Rename "drooping leaf" to "wilting leaf" throughout the material below, and write out the lines again with everything else unchanged.

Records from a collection
◆ ◆ ◆ ◆ ◆

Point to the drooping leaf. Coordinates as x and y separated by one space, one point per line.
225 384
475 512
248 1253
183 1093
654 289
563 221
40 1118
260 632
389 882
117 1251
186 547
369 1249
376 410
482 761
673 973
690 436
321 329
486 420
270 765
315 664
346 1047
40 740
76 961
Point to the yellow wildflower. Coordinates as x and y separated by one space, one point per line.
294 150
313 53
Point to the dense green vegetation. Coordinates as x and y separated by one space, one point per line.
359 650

◆ ◆ ◆ ◆ ◆

**Exercise answer**
Point to the wilting leaf. Coordinates as x and y separated by one space, one point per line.
225 384
475 512
248 1253
183 1093
654 289
563 221
40 1118
260 632
389 882
117 1251
186 547
369 1249
376 410
482 761
673 973
690 436
321 329
486 420
270 765
315 664
346 1047
40 740
76 961
Point to the yellow wildflower. Coordinates as x and y separated by one space, one point per line.
294 150
313 53
Point to the dense green vegetation. Coordinates as x and y separated by one space, one point per line.
359 650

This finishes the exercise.